■ Challenge A: List every person and every organization named in the article on asylum seekers' right to work below.
■ Challenge B: Output word for word the part of the article on asylum seekers' right to work below that opens with the words containing "Denied the right" and closes with "make a change.".

■ Text passage:
_ _ _ _ _ _ _

Let them work: campaigners call for the right to work for asylum seekers

Article published: Wednesday, March 2nd 2011

Denied the right to work since 2002, destitution has soared among asylum seekers who seek sanctuary in the UK. Lawrence Carter speaks to one forced migrant about his experiences and takes a look at a campaign fighting to make a change.

Campaigners hold a sleepout in protest against destitution. Photo: Student Action for Refugees

Back in Zimbabwe Mike Mpofu worked for the National Railways as a mechanical engineer, machining spare parts. He says that he loved his job because “it was about creating things that were responsible for pulling thousands of tons of goods. I loved the feeling of shaping metal with my hands and using machines. I was proud of my work.”

When he was forced to flee his country Mpofu had no idea about benefits or work restrictions in the UK and just wanted to be free. “My life was good in Zimbabwe but I was no longer safe there and came to Britain hoping to be safe and rebuild my life.”

_ _ _ _ _ _ _

■ Data segment:
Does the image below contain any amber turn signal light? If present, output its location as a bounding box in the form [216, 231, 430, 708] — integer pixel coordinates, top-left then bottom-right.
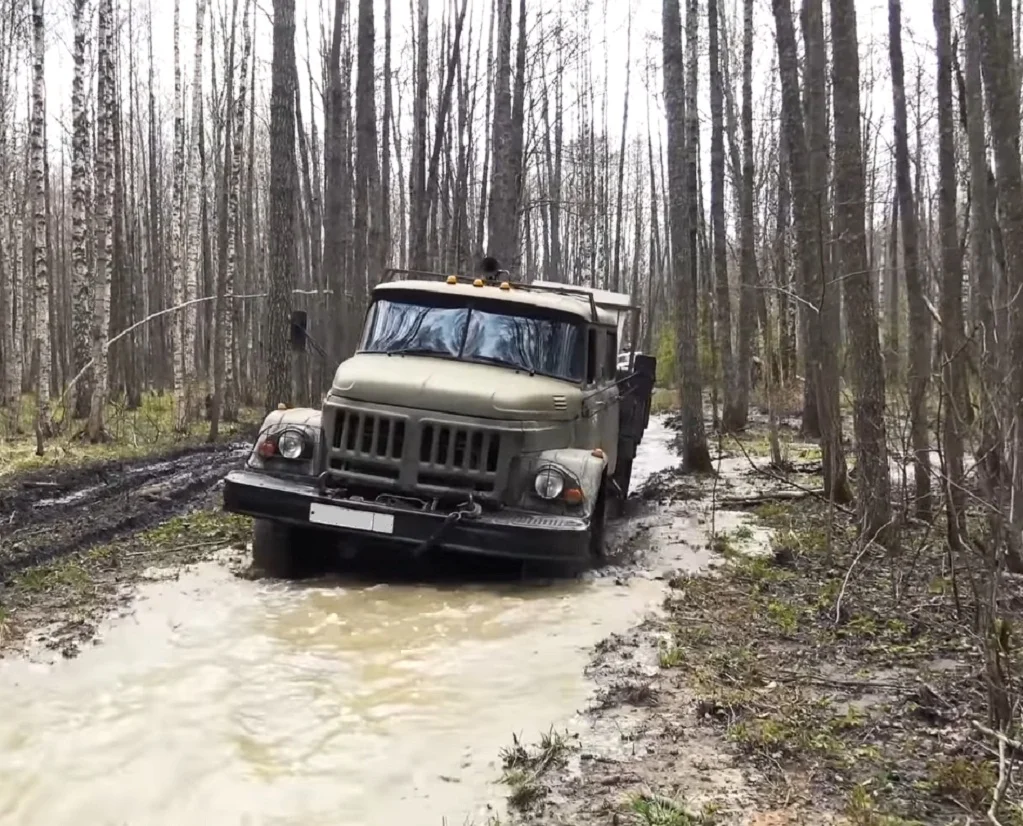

_ _ _ _ _ _ _

■ Solution A: Lawrence Carter, Student Action for Refugees, Mike Mpofu, National Railways

■ Solution B:
Denied the right to work since 2002, destitution has soared among asylum seekers who seek sanctuary in the UK. Lawrence Carter speaks to one forced migrant about his experiences and takes a look at a campaign fighting to make a change.